_Supplied material_
____________
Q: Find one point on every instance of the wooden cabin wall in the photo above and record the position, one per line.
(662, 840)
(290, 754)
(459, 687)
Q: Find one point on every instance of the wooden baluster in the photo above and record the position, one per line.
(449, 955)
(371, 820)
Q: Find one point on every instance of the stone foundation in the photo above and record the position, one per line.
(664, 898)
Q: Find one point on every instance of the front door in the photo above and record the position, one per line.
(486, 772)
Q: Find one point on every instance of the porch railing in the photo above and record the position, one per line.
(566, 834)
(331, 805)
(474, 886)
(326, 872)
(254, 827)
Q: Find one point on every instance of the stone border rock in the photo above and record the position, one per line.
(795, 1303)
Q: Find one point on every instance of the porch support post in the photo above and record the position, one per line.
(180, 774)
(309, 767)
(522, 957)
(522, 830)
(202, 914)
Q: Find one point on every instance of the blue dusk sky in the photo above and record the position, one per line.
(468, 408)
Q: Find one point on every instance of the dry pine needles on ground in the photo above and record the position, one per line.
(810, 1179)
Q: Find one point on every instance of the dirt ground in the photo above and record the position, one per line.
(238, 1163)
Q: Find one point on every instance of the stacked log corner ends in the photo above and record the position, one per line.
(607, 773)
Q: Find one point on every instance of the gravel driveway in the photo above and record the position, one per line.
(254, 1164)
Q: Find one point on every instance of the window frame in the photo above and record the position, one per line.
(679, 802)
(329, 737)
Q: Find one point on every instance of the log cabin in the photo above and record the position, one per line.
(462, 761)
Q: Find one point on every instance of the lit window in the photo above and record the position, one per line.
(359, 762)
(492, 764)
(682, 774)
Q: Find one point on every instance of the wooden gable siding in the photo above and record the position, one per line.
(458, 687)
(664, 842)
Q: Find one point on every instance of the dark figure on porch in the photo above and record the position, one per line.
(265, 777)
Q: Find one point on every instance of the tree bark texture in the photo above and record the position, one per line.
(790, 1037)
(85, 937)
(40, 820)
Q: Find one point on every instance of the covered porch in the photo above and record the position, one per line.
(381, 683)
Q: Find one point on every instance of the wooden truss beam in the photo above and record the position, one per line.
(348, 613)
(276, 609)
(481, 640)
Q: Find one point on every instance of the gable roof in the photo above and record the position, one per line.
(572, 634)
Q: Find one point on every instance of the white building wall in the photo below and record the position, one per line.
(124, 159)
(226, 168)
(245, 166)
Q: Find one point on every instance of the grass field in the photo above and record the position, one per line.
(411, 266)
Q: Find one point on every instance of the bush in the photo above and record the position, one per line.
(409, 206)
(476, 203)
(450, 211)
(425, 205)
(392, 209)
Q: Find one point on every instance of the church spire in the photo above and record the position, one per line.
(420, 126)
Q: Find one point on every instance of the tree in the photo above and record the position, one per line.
____________
_Instructions for the task_
Can you write out the lines from "Q: Find one point on every instance of the porch railing" through "(795, 1303)", both included, along with the requests, and multiply each coordinate in the answers by 2.4, rounding to whole numbers with halves going up? Leave the request wording as it is, and give only those lines.

_Output for this exercise_
Q: Find one point on every instance of the porch railing in the photo above and record the position, one per line.
(1358, 2002)
(794, 1932)
(1138, 2126)
(782, 2093)
(610, 1985)
Q: Find one point on every instance of the stone border rock in the photo above and record the position, one per line.
(1908, 3127)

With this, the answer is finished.